> _Problem requirements_
Please retype the records below exactly as they stand.

> _Data shown_
# # # # #

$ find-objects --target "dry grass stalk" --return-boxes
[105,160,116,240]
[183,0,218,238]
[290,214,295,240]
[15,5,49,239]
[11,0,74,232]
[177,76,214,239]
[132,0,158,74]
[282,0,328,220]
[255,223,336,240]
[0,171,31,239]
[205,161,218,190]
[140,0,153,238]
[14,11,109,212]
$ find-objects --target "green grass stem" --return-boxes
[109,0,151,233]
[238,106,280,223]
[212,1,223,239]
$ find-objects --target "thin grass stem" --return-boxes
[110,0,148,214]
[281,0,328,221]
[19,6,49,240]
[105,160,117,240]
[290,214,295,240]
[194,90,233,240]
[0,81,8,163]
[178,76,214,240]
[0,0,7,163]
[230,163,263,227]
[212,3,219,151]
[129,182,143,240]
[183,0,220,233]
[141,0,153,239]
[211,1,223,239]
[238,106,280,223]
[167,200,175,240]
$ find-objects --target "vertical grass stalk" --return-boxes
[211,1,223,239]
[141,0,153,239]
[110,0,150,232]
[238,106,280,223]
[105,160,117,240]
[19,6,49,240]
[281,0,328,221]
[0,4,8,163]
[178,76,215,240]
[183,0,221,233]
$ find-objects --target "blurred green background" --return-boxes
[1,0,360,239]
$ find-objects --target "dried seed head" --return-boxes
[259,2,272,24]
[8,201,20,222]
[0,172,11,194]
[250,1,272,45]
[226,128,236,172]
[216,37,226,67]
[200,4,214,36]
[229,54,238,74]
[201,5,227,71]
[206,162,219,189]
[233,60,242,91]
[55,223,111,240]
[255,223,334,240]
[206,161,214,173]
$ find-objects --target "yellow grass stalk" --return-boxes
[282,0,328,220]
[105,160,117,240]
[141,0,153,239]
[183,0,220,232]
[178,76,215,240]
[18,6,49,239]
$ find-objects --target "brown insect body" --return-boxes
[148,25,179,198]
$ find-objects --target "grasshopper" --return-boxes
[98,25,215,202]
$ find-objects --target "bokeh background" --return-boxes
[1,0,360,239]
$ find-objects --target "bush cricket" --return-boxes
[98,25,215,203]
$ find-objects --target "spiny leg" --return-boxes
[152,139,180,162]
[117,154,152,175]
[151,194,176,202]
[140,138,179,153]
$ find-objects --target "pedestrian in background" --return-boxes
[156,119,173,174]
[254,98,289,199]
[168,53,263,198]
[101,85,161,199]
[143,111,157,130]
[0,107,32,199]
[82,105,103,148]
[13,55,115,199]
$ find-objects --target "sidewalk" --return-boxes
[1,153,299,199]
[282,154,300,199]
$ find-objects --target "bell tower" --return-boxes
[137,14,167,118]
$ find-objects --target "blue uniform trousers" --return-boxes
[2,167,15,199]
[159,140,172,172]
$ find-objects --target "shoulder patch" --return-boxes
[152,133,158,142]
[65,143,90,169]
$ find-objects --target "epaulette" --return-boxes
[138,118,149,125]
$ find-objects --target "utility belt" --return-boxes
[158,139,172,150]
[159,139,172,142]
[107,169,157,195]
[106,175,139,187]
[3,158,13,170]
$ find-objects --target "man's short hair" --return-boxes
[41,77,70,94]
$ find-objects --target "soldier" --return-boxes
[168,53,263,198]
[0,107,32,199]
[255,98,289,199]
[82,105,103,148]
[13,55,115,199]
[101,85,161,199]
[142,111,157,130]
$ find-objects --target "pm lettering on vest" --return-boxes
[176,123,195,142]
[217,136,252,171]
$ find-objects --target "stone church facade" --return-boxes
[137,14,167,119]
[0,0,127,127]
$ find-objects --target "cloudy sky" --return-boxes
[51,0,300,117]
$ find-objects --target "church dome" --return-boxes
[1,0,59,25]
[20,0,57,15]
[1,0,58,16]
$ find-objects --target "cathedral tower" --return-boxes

# # # # #

> _Output for this exercise_
$ find-objects --target "dry grass stalk" --return-boxes
[105,160,116,240]
[183,0,218,238]
[290,214,295,240]
[15,5,49,239]
[11,0,74,232]
[177,76,214,239]
[132,0,158,74]
[282,0,328,220]
[255,223,336,240]
[0,171,31,239]
[205,161,218,190]
[140,0,153,238]
[14,11,109,212]
$ find-objects --target "green grass stem" --return-boxes
[109,0,151,233]
[238,106,280,223]
[212,1,223,239]
$ find-objects --target "thin grass stem" --return-boxes
[110,0,148,214]
[281,0,328,221]
[19,6,49,240]
[105,160,117,240]
[290,214,295,240]
[194,90,233,240]
[0,81,8,163]
[178,76,214,240]
[0,0,7,163]
[230,163,263,227]
[212,3,219,151]
[129,182,143,240]
[183,0,220,233]
[141,0,153,239]
[211,1,223,239]
[238,106,280,223]
[167,200,175,240]
$ find-objects --target "vertical grass stalk" --return-boxes
[211,1,223,239]
[141,0,153,239]
[110,0,150,232]
[238,106,280,223]
[105,160,117,240]
[19,6,49,240]
[281,0,328,221]
[0,4,8,163]
[178,76,215,240]
[183,0,221,233]
$ find-objects --target "blurred green background" --return-boxes
[1,0,360,239]
$ find-objects --target "dried seed head" --return-boxes
[259,2,272,24]
[8,201,20,222]
[0,172,11,194]
[250,1,272,45]
[226,128,236,172]
[216,37,226,67]
[200,4,214,36]
[229,54,238,74]
[201,5,227,71]
[206,162,219,189]
[233,60,242,91]
[55,223,111,240]
[255,223,334,240]
[206,161,214,173]
$ find-objects --target "yellow grass stalk" --return-boxes
[282,0,328,220]
[105,160,117,240]
[141,0,153,239]
[183,0,220,232]
[178,76,215,240]
[18,6,49,239]
$ find-objects --target "brown insect body" --return-boxes
[148,25,179,198]
$ find-objects --target "grasshopper" --return-boxes
[98,25,215,202]
$ find-objects --target "bokeh background" --return-boxes
[1,0,360,239]
$ find-objects --target "bush cricket" --return-boxes
[98,25,215,203]
$ find-objects --target "spiny leg" --return-boxes
[152,139,180,162]
[117,154,152,175]
[151,194,176,202]
[140,138,179,153]
$ find-objects --target "pedestrian in background" --return-boxes
[156,119,173,174]
[254,98,289,199]
[168,53,263,198]
[101,85,161,199]
[143,111,157,130]
[0,107,32,199]
[82,105,103,148]
[13,55,115,199]
$ find-objects --target "sidewalk" --return-boxes
[1,153,299,199]
[282,154,300,199]
$ find-objects --target "bell tower" --return-boxes
[137,14,167,118]
$ find-objects --target "blue uniform trousers" --return-boxes
[2,167,15,199]
[159,140,172,172]
$ find-objects --target "shoulder patch" --return-boxes
[152,133,158,142]
[65,143,90,169]
$ find-objects --target "epaulette" --return-boxes
[138,118,149,125]
$ find-objects --target "utility belt" --return-boxes
[158,139,172,150]
[159,139,172,142]
[107,169,157,195]
[106,175,139,187]
[3,158,13,170]
$ find-objects --target "man's short hair" --return-boxes
[41,77,70,94]
$ find-objects --target "soldier" --return-boxes
[168,53,263,198]
[0,107,32,199]
[255,98,289,199]
[82,105,103,148]
[13,55,115,199]
[101,85,161,199]
[142,111,157,130]
$ find-objects --target "pm lettering on vest" --return-boxes
[176,123,195,142]
[217,136,252,171]
$ find-objects --target "stone church facade" --return-boxes
[137,14,167,119]
[0,0,127,127]
$ find-objects --target "cloudy sky" --return-boxes
[51,0,300,117]
$ find-objects --target "church dome" --return-boxes
[1,0,59,25]
[20,0,57,15]
[1,0,58,16]
$ find-objects --target "cathedral tower" --return-boxes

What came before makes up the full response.